**Required work**. All of the records are to be copied out exactly, with nothing left out.

**Task inputs**.
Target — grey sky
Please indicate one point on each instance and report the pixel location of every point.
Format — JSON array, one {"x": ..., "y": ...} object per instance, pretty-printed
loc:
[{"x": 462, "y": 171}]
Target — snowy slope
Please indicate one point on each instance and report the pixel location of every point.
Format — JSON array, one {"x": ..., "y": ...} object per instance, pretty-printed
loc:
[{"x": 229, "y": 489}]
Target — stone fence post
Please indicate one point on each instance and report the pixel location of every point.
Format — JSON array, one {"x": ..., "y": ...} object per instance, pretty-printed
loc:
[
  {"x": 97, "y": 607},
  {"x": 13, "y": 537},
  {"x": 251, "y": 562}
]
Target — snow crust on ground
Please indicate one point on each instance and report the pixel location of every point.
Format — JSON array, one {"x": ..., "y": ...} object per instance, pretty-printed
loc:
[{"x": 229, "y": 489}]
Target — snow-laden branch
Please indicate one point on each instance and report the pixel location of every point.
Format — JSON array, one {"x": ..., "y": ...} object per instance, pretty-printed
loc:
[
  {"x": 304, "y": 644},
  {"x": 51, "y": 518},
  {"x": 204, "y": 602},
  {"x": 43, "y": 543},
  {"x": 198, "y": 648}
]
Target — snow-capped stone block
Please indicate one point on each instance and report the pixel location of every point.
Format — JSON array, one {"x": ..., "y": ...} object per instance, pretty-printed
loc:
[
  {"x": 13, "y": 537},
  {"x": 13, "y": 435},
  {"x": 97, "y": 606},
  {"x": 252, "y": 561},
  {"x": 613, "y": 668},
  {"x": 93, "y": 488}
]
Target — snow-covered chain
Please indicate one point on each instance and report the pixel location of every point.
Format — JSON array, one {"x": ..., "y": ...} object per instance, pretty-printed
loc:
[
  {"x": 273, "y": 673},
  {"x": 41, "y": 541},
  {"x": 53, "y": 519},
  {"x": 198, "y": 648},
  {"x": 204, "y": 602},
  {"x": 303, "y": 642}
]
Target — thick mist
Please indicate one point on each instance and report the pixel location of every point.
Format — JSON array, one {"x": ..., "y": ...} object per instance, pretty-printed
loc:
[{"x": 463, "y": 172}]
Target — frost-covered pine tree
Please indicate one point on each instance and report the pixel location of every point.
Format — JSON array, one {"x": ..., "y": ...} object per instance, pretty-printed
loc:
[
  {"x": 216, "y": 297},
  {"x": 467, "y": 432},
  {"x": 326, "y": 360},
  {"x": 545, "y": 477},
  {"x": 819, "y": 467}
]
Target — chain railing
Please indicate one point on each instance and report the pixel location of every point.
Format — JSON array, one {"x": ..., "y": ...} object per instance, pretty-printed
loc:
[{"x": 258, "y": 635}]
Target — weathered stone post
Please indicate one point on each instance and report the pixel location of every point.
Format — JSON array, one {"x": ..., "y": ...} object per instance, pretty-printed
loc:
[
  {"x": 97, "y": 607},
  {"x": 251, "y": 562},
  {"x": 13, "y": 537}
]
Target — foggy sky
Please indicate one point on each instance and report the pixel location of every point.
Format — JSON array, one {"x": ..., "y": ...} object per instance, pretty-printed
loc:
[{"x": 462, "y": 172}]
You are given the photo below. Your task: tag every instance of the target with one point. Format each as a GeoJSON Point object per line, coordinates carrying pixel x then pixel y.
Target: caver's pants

**Response for this exercise**.
Target — grey sky
Please indicate one point on each instance and report the pixel location of every point.
Format — JSON array, one {"x": ..., "y": ...} object per instance, pretty-printed
loc:
[{"x": 462, "y": 171}]
Target — snowy slope
Please indicate one point on each instance and report the pixel location of every point.
Format — JSON array, one {"x": ..., "y": ...} object per instance, pretty-printed
loc:
[{"x": 229, "y": 489}]
Target — stone fence post
Please indicate one point on each instance and report the pixel location of every point.
Format — JSON array, one {"x": ..., "y": ...} object per instance, pretty-printed
loc:
[
  {"x": 97, "y": 607},
  {"x": 13, "y": 537},
  {"x": 251, "y": 562}
]
Target — snow crust on ground
Please indicate one point on each instance and report the pixel location of every point.
Format — JSON array, one {"x": ..., "y": ...} object per instance, pretty-printed
loc:
[{"x": 229, "y": 489}]
Target — snow-laden branch
Please indicate one point on each instance and report the pixel location of every point.
Format — JSON array, one {"x": ..., "y": ...} object per instance, pretty-printed
loc:
[
  {"x": 304, "y": 644},
  {"x": 51, "y": 518},
  {"x": 204, "y": 602},
  {"x": 43, "y": 543},
  {"x": 198, "y": 648}
]
Target — snow-capped stone block
Please indicate one point on each instance and report the pixel location of every point.
Format — JSON array, one {"x": ..., "y": ...} object per instance, pretty-printed
loc:
[
  {"x": 13, "y": 537},
  {"x": 13, "y": 435},
  {"x": 97, "y": 606},
  {"x": 252, "y": 561},
  {"x": 613, "y": 668},
  {"x": 93, "y": 488}
]
Target — snow-covered chain
Please indicate one point on each instance and report the pixel location of every point.
Format — JSON array, one {"x": ..., "y": ...} object per instance, pretty-printed
loc:
[
  {"x": 273, "y": 673},
  {"x": 41, "y": 541},
  {"x": 53, "y": 519},
  {"x": 198, "y": 648},
  {"x": 204, "y": 602},
  {"x": 303, "y": 642}
]
Target — thick mist
Please indicate one point on each instance and report the pixel location of every point.
Format — JSON array, one {"x": ..., "y": ...} object per instance, pretty-printed
loc:
[{"x": 463, "y": 172}]
Target — frost-covered pine tree
Please indicate one point on each instance and report the pixel location of every point.
Format — JSON array, one {"x": ..., "y": ...} object per instance, pretty-printed
loc:
[
  {"x": 216, "y": 297},
  {"x": 467, "y": 432},
  {"x": 326, "y": 360},
  {"x": 545, "y": 477},
  {"x": 819, "y": 467}
]
Target — chain railing
Please indicate one point on each instance and report the pixel location of every point.
Format — JSON array, one {"x": ..., "y": ...} object per instance, pretty-printed
loc:
[{"x": 258, "y": 635}]
Target — weathered stone post
Please indicate one point on each instance and report the pixel location of every point.
Format — JSON array, one {"x": ..., "y": ...} object per instance, pretty-printed
loc:
[
  {"x": 97, "y": 607},
  {"x": 251, "y": 562},
  {"x": 13, "y": 537}
]
Target — foggy sky
Please indicate one point on each instance and report the pixel location of every point.
Format — JSON array, one {"x": ..., "y": ...} object per instance, pretty-printed
loc:
[{"x": 462, "y": 172}]
You are given the photo below. Your task: tag every instance of the target with one point. Format each as a GeoJSON Point object per line, coordinates carrying pixel x then pixel y.
Target: caver's pants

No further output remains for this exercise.